[Start of Source passage]

Governor of Iraq
- In office 744–745
- Monarchs: Yazid III, Ibrahim, Marwan II
- Preceded by: Mansur ibn Jumhur al-Kalbi
- Succeeded by: Al-Nadr ibn Sa'id al-Harashi

Personal details
- Born: 700s Umayyad Caliphate
- Died: c. 750 Harran, Umayyad Caliphate
- Cause of death: Died in prison
- Relations: Abd al-Aziz (brother) Al-Walid I (uncle) Sulayman (uncle) Yazid II (uncle) Hisham (uncle)
- Parents: Umar II (father); Umm Shu'ayb bint Shu'ayb ibn Zabban (mother);

= Abd Allah ibn Umar ibn Abd al-Aziz =

Umayyad prince and governor of Iraq (died 750)

ʿAbd Allāh ibn ʿUmar ibn ʿAbd al-ʿAzīz (عبد الله بن عمر بن عبد العزيز; died 750) was an Umayyad prince, the son of caliph Umar II, and briefly governor of Iraq under Yazid III in 744–745. In this capacity he quelled the pro-Alid rebellion of Abd Allah ibn Mu'awiya at Kufa, although Ibn Mu'awiya managed to flee to Istakhr in Persia.

Following the death of Yazid III, Marwan II, who seized the throne, appointed a supporter of his own, the Qaysi al-Nadr ibn Sa'id al-Harashi, as governor of Iraq, but Abd Allah ibn Umar retained the loyalty of the Kalbi majority of the Syrian garrison of Iraq. His mother was a member of the Kalb tribe. Ibn Umar remained at al-Hira, while Nadr and his followers installed themselves at the suburb of Dayr Hind, and for several months the two rival governors and their troops confronted and skirmished with each other around al-Hira.

[End of Source passage]
[Start of Entries shown]

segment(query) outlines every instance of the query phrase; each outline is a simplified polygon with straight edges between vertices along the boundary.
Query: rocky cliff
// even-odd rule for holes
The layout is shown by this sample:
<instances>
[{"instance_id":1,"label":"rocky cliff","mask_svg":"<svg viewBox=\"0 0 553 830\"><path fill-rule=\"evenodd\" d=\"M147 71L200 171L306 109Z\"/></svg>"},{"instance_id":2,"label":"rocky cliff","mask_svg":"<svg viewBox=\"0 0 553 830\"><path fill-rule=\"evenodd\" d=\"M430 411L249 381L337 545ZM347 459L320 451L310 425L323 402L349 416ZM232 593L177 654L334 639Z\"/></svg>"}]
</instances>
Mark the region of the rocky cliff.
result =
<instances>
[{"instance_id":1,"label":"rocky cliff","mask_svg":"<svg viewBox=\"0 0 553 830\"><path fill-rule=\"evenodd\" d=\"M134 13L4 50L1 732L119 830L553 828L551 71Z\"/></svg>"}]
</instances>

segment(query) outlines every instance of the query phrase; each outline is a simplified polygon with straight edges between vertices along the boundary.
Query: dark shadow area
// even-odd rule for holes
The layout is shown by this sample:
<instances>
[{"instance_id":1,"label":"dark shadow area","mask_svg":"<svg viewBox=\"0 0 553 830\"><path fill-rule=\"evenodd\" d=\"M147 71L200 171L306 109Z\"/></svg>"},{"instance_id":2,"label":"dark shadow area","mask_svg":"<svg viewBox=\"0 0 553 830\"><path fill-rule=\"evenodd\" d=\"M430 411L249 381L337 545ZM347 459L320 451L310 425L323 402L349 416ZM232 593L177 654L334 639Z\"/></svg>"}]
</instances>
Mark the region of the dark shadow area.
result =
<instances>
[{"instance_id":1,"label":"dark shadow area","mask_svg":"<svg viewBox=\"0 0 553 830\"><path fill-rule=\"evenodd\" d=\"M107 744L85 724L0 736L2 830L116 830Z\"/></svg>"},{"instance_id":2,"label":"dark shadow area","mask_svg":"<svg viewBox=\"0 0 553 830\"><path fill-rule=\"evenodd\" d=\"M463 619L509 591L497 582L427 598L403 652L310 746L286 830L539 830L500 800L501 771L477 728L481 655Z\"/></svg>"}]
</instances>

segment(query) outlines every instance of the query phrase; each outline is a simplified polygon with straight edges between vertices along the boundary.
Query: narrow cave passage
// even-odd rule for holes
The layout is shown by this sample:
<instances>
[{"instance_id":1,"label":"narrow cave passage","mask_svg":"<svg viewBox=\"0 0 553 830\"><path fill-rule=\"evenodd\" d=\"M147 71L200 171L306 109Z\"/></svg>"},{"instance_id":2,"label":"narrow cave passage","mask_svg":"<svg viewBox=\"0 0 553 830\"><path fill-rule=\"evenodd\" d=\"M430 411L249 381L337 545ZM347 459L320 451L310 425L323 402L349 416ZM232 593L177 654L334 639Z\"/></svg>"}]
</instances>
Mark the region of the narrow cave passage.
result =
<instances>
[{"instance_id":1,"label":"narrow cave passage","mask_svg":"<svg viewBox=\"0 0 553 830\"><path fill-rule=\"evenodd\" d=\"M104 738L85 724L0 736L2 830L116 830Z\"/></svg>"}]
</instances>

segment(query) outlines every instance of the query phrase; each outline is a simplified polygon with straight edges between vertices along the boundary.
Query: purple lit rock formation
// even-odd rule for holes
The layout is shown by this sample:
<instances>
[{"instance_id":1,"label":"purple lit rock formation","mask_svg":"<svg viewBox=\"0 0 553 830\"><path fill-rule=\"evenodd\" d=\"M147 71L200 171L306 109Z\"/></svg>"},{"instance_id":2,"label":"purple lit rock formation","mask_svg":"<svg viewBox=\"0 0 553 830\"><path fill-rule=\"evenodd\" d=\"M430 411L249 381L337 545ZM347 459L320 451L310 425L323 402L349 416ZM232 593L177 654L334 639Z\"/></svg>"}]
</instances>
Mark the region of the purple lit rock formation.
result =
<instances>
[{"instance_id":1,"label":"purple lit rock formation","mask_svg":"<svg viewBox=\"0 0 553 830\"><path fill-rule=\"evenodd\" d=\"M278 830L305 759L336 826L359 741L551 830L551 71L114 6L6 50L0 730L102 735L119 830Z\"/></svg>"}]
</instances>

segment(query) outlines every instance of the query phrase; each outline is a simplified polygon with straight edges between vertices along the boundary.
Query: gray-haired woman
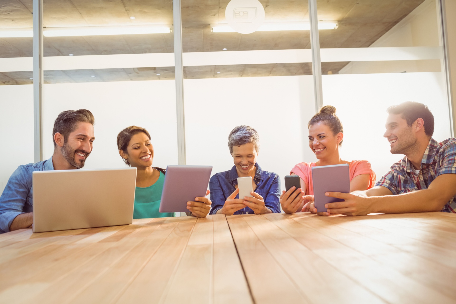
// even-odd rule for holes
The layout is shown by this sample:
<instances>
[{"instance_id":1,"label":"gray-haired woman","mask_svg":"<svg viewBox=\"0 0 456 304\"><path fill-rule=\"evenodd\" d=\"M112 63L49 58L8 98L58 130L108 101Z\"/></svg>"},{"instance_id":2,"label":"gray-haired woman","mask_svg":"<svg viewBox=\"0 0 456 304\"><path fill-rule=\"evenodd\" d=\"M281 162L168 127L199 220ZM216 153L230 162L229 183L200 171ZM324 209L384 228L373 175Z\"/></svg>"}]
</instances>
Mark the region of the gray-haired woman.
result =
<instances>
[{"instance_id":1,"label":"gray-haired woman","mask_svg":"<svg viewBox=\"0 0 456 304\"><path fill-rule=\"evenodd\" d=\"M229 171L216 173L209 182L211 214L262 214L280 212L280 182L275 173L263 171L256 162L259 148L258 133L248 126L236 127L228 137L234 161ZM251 176L253 197L239 198L238 178Z\"/></svg>"}]
</instances>

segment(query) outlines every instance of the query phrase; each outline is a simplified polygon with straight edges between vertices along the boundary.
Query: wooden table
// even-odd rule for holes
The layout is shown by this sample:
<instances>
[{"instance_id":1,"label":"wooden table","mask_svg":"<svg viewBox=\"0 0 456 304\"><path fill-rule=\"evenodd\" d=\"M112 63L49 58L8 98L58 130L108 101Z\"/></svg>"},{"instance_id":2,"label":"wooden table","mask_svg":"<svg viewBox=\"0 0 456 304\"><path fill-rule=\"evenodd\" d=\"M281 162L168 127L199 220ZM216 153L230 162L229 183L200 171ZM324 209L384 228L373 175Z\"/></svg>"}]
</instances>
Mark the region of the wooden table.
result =
<instances>
[{"instance_id":1,"label":"wooden table","mask_svg":"<svg viewBox=\"0 0 456 304\"><path fill-rule=\"evenodd\" d=\"M0 235L0 303L455 303L456 215L135 220Z\"/></svg>"}]
</instances>

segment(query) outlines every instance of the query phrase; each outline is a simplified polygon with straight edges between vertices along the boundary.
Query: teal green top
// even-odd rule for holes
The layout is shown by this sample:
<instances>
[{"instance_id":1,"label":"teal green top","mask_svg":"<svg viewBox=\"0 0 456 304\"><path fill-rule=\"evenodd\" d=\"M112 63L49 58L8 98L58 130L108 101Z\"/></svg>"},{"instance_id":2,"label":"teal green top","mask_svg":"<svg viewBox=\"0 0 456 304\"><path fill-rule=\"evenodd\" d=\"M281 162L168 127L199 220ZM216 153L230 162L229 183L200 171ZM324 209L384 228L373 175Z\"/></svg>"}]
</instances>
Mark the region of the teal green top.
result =
<instances>
[{"instance_id":1,"label":"teal green top","mask_svg":"<svg viewBox=\"0 0 456 304\"><path fill-rule=\"evenodd\" d=\"M165 175L160 172L160 176L155 184L145 188L136 187L135 191L133 218L170 217L174 216L174 213L172 212L161 213L158 211L164 181Z\"/></svg>"}]
</instances>

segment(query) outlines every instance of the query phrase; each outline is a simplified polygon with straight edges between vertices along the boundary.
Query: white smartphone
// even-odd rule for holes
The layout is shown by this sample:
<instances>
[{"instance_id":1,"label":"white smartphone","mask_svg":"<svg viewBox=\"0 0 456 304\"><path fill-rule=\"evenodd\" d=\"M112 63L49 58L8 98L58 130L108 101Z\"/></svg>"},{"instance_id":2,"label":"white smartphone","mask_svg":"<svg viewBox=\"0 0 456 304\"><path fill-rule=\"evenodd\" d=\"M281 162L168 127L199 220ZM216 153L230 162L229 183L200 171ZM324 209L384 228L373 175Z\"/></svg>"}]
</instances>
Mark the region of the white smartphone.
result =
<instances>
[{"instance_id":1,"label":"white smartphone","mask_svg":"<svg viewBox=\"0 0 456 304\"><path fill-rule=\"evenodd\" d=\"M244 199L246 196L253 197L250 192L254 191L252 185L252 176L238 178L238 188L239 188L239 198Z\"/></svg>"}]
</instances>

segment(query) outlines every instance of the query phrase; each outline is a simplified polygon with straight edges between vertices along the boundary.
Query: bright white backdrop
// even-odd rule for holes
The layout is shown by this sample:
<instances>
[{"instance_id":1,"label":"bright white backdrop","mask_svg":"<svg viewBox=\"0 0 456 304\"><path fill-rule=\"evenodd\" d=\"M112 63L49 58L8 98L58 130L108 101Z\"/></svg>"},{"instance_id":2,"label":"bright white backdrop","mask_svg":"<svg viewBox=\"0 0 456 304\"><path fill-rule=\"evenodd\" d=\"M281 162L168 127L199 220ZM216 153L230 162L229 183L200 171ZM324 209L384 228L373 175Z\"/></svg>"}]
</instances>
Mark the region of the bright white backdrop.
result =
<instances>
[{"instance_id":1,"label":"bright white backdrop","mask_svg":"<svg viewBox=\"0 0 456 304\"><path fill-rule=\"evenodd\" d=\"M401 157L389 153L383 137L386 108L407 100L428 105L435 118L434 138L450 137L448 104L440 72L323 75L325 104L337 109L345 131L342 155L367 159L378 178ZM211 165L212 173L233 166L229 131L249 124L259 133L259 163L283 178L296 163L315 161L307 123L315 113L310 76L185 81L187 163ZM154 165L177 163L173 80L45 84L44 155L52 155L52 127L67 109L87 108L96 119L96 139L85 168L124 166L117 134L136 124L147 129L155 150ZM0 171L3 188L17 166L33 161L31 85L0 86ZM283 186L284 185L282 185Z\"/></svg>"}]
</instances>

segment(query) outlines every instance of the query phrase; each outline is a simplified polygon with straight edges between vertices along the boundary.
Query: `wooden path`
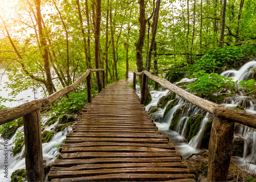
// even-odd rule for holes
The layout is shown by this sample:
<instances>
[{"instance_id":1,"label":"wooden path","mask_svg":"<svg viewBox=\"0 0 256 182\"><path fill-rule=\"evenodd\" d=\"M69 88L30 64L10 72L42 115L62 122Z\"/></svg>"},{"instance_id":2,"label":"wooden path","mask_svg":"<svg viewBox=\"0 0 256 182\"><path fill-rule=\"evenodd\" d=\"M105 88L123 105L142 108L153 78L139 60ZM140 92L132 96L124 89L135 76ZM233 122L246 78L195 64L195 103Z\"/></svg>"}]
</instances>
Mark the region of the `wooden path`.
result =
<instances>
[{"instance_id":1,"label":"wooden path","mask_svg":"<svg viewBox=\"0 0 256 182\"><path fill-rule=\"evenodd\" d=\"M86 105L49 181L195 181L129 84L112 84Z\"/></svg>"}]
</instances>

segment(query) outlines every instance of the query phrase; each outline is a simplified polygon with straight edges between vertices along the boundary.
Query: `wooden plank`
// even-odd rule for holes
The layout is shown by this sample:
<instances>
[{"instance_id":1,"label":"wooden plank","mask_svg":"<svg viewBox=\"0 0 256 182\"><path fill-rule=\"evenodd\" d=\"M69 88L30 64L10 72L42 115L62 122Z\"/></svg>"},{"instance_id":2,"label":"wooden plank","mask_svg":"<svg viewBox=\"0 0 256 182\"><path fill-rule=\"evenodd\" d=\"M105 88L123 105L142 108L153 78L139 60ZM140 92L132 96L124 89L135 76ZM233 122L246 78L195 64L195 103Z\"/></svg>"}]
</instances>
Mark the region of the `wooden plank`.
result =
<instances>
[{"instance_id":1,"label":"wooden plank","mask_svg":"<svg viewBox=\"0 0 256 182\"><path fill-rule=\"evenodd\" d=\"M118 173L146 173L147 174L156 173L172 173L172 175L176 174L186 175L189 171L187 169L173 168L165 167L133 167L102 169L97 170L88 170L83 169L83 170L59 170L54 171L48 175L48 178L51 180L60 176L63 178L72 177L74 176L82 177L102 174L113 174Z\"/></svg>"},{"instance_id":2,"label":"wooden plank","mask_svg":"<svg viewBox=\"0 0 256 182\"><path fill-rule=\"evenodd\" d=\"M67 146L69 147L79 147L84 146L143 146L149 147L156 147L166 148L170 150L175 150L174 145L171 143L168 144L154 144L154 143L116 143L116 142L85 142L79 143L63 143L61 144L60 147Z\"/></svg>"},{"instance_id":3,"label":"wooden plank","mask_svg":"<svg viewBox=\"0 0 256 182\"><path fill-rule=\"evenodd\" d=\"M104 152L175 152L175 150L167 149L165 148L141 147L136 146L99 146L94 147L63 147L61 153L71 153L76 152L84 151L104 151Z\"/></svg>"},{"instance_id":4,"label":"wooden plank","mask_svg":"<svg viewBox=\"0 0 256 182\"><path fill-rule=\"evenodd\" d=\"M126 138L127 139L166 139L169 137L167 135L157 135L153 134L139 134L133 135L129 134L123 134L122 133L83 133L75 132L70 133L67 135L68 137L107 137L107 138Z\"/></svg>"},{"instance_id":5,"label":"wooden plank","mask_svg":"<svg viewBox=\"0 0 256 182\"><path fill-rule=\"evenodd\" d=\"M125 143L168 143L167 139L157 138L96 138L96 137L72 137L67 138L66 143L79 143L86 141L125 142Z\"/></svg>"},{"instance_id":6,"label":"wooden plank","mask_svg":"<svg viewBox=\"0 0 256 182\"><path fill-rule=\"evenodd\" d=\"M86 164L109 164L122 163L125 164L127 163L133 163L133 164L139 164L140 163L178 163L183 165L186 163L181 161L179 156L170 157L158 157L158 158L94 158L86 159L58 159L55 160L53 166L58 167L71 167Z\"/></svg>"},{"instance_id":7,"label":"wooden plank","mask_svg":"<svg viewBox=\"0 0 256 182\"><path fill-rule=\"evenodd\" d=\"M60 159L90 159L94 158L148 158L180 156L179 153L175 152L77 152L64 153L59 154Z\"/></svg>"},{"instance_id":8,"label":"wooden plank","mask_svg":"<svg viewBox=\"0 0 256 182\"><path fill-rule=\"evenodd\" d=\"M183 162L153 162L153 163L109 163L109 164L86 164L72 166L70 167L53 167L53 171L73 171L78 170L111 169L117 168L131 167L170 167L177 169L185 168L187 169L187 164Z\"/></svg>"},{"instance_id":9,"label":"wooden plank","mask_svg":"<svg viewBox=\"0 0 256 182\"><path fill-rule=\"evenodd\" d=\"M145 174L144 173L118 173L98 175L88 177L79 177L67 178L55 178L52 181L155 181L184 178L195 179L195 175L190 174Z\"/></svg>"},{"instance_id":10,"label":"wooden plank","mask_svg":"<svg viewBox=\"0 0 256 182\"><path fill-rule=\"evenodd\" d=\"M120 131L120 129L109 129L109 128L101 128L101 129L85 129L83 128L77 128L76 129L73 129L73 132L94 132L94 133L120 133L122 132L123 133L125 133L128 134L133 134L137 135L138 133L152 133L154 134L161 134L161 132L158 130L135 130L135 129L122 129Z\"/></svg>"}]
</instances>

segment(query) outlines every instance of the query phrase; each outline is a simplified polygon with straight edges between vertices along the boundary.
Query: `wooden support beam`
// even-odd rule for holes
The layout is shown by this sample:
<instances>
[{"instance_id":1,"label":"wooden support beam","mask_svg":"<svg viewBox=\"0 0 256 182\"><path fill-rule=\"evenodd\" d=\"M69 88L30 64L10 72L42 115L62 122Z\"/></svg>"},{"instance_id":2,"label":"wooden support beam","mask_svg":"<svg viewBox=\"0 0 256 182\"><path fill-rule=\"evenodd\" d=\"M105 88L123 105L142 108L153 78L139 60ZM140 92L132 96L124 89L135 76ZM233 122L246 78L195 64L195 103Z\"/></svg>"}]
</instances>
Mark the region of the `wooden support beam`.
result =
<instances>
[{"instance_id":1,"label":"wooden support beam","mask_svg":"<svg viewBox=\"0 0 256 182\"><path fill-rule=\"evenodd\" d=\"M91 94L92 89L92 73L91 72L86 77L86 82L87 87L87 102L92 102L92 95Z\"/></svg>"},{"instance_id":2,"label":"wooden support beam","mask_svg":"<svg viewBox=\"0 0 256 182\"><path fill-rule=\"evenodd\" d=\"M44 181L41 116L37 110L23 116L26 169L28 181Z\"/></svg>"},{"instance_id":3,"label":"wooden support beam","mask_svg":"<svg viewBox=\"0 0 256 182\"><path fill-rule=\"evenodd\" d=\"M133 89L135 90L136 90L136 77L137 75L136 73L135 72L133 73Z\"/></svg>"},{"instance_id":4,"label":"wooden support beam","mask_svg":"<svg viewBox=\"0 0 256 182\"><path fill-rule=\"evenodd\" d=\"M103 89L105 88L105 71L102 71L102 87Z\"/></svg>"},{"instance_id":5,"label":"wooden support beam","mask_svg":"<svg viewBox=\"0 0 256 182\"><path fill-rule=\"evenodd\" d=\"M140 103L144 105L146 101L146 98L145 97L145 93L146 92L146 80L147 76L146 75L143 74L142 75L142 82L141 83L141 94L140 96Z\"/></svg>"},{"instance_id":6,"label":"wooden support beam","mask_svg":"<svg viewBox=\"0 0 256 182\"><path fill-rule=\"evenodd\" d=\"M234 123L215 117L209 142L208 181L225 181L230 162Z\"/></svg>"}]
</instances>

[End of Entries shown]

• [The problem]
Using the text on Abd Allah ibn Umar ibn Abd al-Aziz, answer these questions:
1. Where did Abd Allah ibn Mu'awiya flee after his rebellion at Kufa was quelled?
2. Of which tribe was Abd Allah ibn Umar's mother a member?
3. Where did Abd Allah ibn Umar die?

• [Expected answer]
1. Istakhr in Persia
2. The Kalb tribe
3. Harran, in the Umayyad Caliphate